_Given request 1_. In the Oculus Rift article below, what refresh rate does the headset have?

_Passage to read_.

|---|

This post was 1st published on our sister Site, Digital World Native.
It can be said that the Virtual Reality (VR) revolution is finally upon mankind. Facebook’s Oculus VR division has made the much awaited Rift VR headset available on pre-order from January 6, 2016, with shipments slated to start sometime in March this year to 20 countries. The price tag of US $599 though, seems to have evoked some angry reactions from fans who howled that it was too steep, but well, that’s another story. But with the general availablity of the Oculus Rift, like we said, the VR way of life is here to stay, the release coming as it is on the heels of recent offerings by Google, Samsung & Sony.
The initial offering of the headset will not include Oculus’ Touch motion controller which will be delayed & will ship later on in the year. It will, however, ship with 2 complementary game titles, ‘Eve: Valkyrie’ by CCP Games & Playful’s, ‘Lucky’s Tale’. It will also include a Microsoft Xbox One Wireless gamepad.
The head-mounted display headset which is now available has a wide field of view, High Definition video at 1080×1200 in each eye, with a 90 Hz refresh rate. It comes with integrated 3D audio headphones & rotational & positional tracking via a stationary USB IR sensor & tracking LEDs on the headset. This allows the user autonomy to freely move about a room enhancing the VR experience. However, the headset is not a stand-alone device, as it needs to be tethered to a late model PC running Windows & with a powerful graphics card.
The Rift 1st came into public notice through a successful Kickstarter campaign by founder Palmer Luckey in 2012, & a functional 1080p HD prototype was made available in 2013. Oculus VR announced that Kickstarter supporters that pledged for a development kit version will get a free headset with this product launch. We, at Digital World Native, have been following developments on this front, since then.

|---|

_Given request 2_. Locate every line in the rows below that contains the string "shirt", and copy each of those lines.

|---|

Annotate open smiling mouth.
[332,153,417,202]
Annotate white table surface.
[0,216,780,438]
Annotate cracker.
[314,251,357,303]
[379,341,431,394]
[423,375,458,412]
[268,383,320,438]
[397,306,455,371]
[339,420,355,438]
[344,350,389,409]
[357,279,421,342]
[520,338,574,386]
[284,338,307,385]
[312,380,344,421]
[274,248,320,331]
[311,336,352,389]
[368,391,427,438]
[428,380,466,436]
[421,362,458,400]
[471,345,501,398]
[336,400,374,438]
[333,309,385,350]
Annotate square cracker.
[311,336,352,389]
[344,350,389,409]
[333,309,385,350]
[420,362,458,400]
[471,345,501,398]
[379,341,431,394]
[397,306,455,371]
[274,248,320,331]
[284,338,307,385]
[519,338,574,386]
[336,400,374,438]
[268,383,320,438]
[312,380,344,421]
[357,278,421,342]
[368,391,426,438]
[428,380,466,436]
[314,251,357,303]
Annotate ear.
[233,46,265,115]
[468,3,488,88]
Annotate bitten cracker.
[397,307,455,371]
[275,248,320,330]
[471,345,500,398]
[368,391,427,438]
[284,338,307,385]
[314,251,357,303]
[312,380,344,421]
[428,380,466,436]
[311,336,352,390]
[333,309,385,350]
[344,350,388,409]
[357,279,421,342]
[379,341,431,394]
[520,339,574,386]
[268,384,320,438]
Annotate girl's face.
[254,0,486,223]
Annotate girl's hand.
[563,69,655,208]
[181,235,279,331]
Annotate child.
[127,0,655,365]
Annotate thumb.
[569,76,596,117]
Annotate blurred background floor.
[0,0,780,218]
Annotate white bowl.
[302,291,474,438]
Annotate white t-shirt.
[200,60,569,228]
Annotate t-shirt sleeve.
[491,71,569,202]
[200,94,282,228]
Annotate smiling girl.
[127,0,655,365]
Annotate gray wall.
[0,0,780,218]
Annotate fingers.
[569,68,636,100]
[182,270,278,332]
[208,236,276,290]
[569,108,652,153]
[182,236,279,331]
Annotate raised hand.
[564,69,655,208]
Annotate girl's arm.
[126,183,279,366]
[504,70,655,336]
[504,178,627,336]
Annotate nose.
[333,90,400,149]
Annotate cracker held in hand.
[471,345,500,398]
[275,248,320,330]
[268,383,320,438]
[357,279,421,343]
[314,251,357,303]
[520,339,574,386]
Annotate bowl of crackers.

|---|

_Written solution 1_. 90 Hz

_Written solution 2_.
Annotate white t-shirt.
Annotate t-shirt sleeve.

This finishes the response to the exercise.